# ÉNONCÉ DE LA TÂCHE
Recopiez mot pour mot le passage de l'extrait sur le navarro-aragonais compris entre "Ce parler constitua" et "Xabierre puis Chabierre.", bornes incluses.

═══ EXTRAIT DE PAGE ═══

La théorie des Glosas Emilianenses

Certains auteurs, parmi lesquels José Angel Varona Bustamante, avec son œuvre Montes Obarenes, ou Federico Hanssen avec Sobre los pronombres posesivos de los antiguos dialectos Castellanos (1898) (sur les pronoms possessifs des dialectes castillans antiques), ou plus récemment Philippe Wolff (Western Language, AD 100 1300, publié en 1971), stipulent que les Glosas Emilianenses de San Millán de la Cogolla sont écrites non en castillan mais en navarro-aragonais, dans sa variété dialectale de la Rioja. L'un des arguments est que la Rioja ne faisait pas partie du royaume de Castille durant le Xe siècle, lorsque furent écrites les Glosas Emilianenses, et n'y fut incorporée qu'au XIe, siècle au cours duquel commença la castillanisation. Ce fait en soi ne prouve rien, l'expansion politique d'un royaume pouvant ne pas coïncider avec l'extension linguistique d'une langue. De plus, elles montreraient ainsi quelques évolutions phonétiques du navarro-aragonais dans les mots lueco (donc), get (est, ye en aragonais actuel), plicare (arriver), feito (fait), qui ne sont pas propres au castillan (respectivement luego, es, llegar, hecho).

Le parler de La Rioja (précastillan)

Ce parler constitua la branche la plus occidentale du navarro-aragonais. La Rioja était une partie du royaume de Navarre et partageait avec elle sa langue romane jusqu'à ce que la conquête castillane lui impose le castillan entre les XIe et XIIIe siècles.

Le dialecte riojan actuel maintient encore certains traits qui remontent à cette époque.

Le navarrais

Au sud et à l'est de la Navarre, on parlait navarrais pendant tout le Moyen Âge, en alternance avec le basque et l'occitan venu de l'autre côté des Pyrénées. On peut citer comme exemple un village de Navarre dont le nom navarro-aragonais est Pueyo, qui en castillan aurait été Poyo, dont l'étymologie est le mot latin Podium. Autre exemple, le mot Javier est une castillanisation d'un mot navarrais Xavier, qui lui-même vient du basque Etxe berri, qui signifie maison neuve. En aragonais ça a donné Xabierre puis Chabierre.

═══ DONNÉES AFFICHÉES ═══

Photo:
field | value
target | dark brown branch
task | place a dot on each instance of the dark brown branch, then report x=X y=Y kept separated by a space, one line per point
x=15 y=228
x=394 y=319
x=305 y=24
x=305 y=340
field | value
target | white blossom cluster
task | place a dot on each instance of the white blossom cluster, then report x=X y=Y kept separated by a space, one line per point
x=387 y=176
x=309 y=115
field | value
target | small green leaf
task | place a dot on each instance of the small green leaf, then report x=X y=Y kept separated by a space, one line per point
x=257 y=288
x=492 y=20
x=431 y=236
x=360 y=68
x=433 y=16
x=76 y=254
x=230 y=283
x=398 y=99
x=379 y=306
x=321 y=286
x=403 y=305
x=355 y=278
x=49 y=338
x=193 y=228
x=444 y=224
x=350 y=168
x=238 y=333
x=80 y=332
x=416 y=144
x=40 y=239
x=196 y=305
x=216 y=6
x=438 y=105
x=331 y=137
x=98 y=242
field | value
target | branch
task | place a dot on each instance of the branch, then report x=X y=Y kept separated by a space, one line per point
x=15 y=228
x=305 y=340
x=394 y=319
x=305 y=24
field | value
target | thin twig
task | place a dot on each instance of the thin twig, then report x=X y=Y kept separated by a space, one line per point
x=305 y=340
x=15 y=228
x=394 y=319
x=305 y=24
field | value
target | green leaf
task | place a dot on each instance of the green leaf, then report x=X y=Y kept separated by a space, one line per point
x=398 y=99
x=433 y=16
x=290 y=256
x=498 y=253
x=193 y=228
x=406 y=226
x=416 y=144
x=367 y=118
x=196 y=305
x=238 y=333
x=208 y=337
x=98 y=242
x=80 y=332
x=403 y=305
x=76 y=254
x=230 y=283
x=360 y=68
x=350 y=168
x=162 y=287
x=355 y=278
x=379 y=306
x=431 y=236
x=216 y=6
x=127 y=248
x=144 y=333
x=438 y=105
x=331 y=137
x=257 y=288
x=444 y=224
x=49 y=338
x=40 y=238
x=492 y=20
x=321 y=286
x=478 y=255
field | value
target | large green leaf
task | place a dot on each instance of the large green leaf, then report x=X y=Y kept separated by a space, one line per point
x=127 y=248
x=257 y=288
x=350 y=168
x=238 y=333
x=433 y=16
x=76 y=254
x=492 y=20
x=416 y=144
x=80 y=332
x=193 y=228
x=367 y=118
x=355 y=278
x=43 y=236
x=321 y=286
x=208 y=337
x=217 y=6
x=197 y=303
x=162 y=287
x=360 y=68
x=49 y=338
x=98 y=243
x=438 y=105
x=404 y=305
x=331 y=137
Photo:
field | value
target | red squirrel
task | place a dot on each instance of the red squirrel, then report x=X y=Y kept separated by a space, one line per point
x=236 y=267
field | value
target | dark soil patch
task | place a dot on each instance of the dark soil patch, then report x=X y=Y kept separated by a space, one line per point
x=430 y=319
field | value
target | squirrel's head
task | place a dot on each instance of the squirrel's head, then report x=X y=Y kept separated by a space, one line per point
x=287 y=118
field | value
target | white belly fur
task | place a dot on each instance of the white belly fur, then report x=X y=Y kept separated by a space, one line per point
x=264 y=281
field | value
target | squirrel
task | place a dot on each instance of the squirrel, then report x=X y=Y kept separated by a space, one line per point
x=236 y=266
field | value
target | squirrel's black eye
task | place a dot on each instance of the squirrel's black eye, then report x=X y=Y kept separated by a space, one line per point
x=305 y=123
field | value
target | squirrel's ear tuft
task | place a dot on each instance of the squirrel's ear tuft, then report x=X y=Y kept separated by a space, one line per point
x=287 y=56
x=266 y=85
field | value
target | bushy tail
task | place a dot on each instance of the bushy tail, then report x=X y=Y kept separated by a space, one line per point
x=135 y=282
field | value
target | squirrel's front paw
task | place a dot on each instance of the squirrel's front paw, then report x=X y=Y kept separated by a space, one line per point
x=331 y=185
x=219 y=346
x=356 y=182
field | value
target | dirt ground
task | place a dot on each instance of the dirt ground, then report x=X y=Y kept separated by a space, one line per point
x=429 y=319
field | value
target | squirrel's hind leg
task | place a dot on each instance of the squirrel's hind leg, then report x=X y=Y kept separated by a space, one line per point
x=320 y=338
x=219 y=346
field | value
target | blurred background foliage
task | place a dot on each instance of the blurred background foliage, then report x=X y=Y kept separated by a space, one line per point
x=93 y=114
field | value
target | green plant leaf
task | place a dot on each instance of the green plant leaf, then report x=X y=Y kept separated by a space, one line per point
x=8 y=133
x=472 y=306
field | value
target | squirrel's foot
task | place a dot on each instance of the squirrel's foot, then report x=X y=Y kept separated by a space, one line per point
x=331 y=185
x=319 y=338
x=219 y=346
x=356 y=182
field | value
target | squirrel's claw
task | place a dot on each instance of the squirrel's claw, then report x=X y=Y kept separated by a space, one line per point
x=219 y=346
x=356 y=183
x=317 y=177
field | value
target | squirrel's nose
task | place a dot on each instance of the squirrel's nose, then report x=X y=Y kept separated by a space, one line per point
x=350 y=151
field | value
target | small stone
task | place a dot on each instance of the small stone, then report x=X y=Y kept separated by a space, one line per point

═══
═══ DONNÉES AFFICHÉES ═══

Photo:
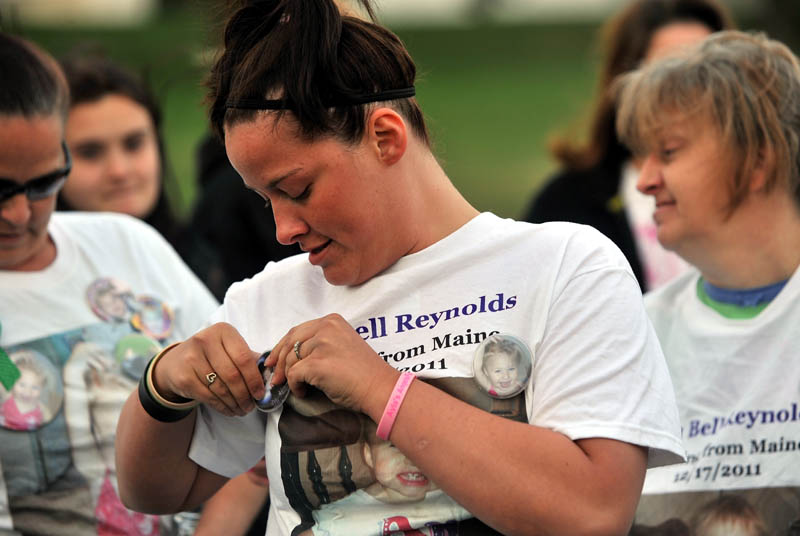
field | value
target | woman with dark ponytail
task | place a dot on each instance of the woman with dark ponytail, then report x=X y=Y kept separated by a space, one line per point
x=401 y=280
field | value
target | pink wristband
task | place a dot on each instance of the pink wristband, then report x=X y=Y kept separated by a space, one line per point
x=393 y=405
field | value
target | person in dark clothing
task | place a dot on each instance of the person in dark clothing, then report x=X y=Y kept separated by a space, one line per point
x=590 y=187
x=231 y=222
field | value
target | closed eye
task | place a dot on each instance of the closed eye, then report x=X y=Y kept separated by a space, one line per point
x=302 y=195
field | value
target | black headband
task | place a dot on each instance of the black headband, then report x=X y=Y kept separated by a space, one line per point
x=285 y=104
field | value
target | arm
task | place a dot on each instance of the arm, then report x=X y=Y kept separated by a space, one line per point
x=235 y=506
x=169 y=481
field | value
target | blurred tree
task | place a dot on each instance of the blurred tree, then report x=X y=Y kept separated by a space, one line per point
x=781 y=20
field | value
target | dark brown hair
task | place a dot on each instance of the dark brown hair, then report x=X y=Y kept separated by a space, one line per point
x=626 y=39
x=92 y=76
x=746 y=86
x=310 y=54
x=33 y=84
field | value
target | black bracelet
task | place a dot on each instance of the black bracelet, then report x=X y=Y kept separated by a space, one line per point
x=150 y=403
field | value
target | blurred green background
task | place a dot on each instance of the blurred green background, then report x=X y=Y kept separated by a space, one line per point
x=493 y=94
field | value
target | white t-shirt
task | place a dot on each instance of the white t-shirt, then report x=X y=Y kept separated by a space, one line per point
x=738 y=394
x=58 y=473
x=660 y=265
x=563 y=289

═══
═══ DONNÉES AFFICHÉES ═══

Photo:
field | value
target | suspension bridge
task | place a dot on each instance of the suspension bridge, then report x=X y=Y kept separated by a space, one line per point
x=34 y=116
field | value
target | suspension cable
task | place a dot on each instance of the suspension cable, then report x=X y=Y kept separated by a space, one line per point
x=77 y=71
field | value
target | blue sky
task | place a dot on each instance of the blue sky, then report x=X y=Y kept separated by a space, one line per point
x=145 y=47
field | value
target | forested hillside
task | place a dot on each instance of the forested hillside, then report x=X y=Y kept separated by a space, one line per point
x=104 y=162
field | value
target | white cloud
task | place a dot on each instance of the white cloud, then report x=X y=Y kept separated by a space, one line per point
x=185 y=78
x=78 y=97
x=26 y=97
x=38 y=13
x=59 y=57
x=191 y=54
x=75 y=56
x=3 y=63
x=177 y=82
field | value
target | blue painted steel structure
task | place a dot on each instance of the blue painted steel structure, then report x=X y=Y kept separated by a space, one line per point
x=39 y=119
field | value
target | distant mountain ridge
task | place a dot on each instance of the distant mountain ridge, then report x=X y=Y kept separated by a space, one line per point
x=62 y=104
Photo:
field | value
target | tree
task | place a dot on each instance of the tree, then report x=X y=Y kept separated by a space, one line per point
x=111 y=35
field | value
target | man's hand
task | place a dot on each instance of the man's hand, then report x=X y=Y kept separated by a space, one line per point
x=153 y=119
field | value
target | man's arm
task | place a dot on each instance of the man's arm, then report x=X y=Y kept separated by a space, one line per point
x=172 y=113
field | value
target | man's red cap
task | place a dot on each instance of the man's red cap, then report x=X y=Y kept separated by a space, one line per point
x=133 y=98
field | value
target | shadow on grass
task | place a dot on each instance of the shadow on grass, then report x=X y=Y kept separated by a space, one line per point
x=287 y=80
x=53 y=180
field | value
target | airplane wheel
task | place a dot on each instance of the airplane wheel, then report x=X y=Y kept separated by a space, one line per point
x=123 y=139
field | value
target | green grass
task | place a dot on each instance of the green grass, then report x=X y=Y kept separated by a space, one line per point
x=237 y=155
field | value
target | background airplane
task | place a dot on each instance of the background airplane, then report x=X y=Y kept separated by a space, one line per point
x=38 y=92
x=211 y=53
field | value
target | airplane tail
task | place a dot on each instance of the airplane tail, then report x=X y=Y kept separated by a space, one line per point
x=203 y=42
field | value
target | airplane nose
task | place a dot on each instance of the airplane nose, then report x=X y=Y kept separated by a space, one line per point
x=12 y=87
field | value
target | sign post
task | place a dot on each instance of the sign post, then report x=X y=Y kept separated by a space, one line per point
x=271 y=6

═══

# RÉPONSE AU PROBLÈME
Ce parler constitua la branche la plus occidentale du navarro-aragonais. La Rioja était une partie du royaume de Navarre et partageait avec elle sa langue romane jusqu'à ce que la conquête castillane lui impose le castillan entre les XIe et XIIIe siècles.

Le dialecte riojan actuel maintient encore certains traits qui remontent à cette époque.

Le navarrais

Au sud et à l'est de la Navarre, on parlait navarrais pendant tout le Moyen Âge, en alternance avec le basque et l'occitan venu de l'autre côté des Pyrénées. On peut citer comme exemple un village de Navarre dont le nom navarro-aragonais est Pueyo, qui en castillan aurait été Poyo, dont l'étymologie est le mot latin Podium. Autre exemple, le mot Javier est une castillanisation d'un mot navarrais Xavier, qui lui-même vient du basque Etxe berri, qui signifie maison neuve. En aragonais ça a donné Xabierre puis Chabierre.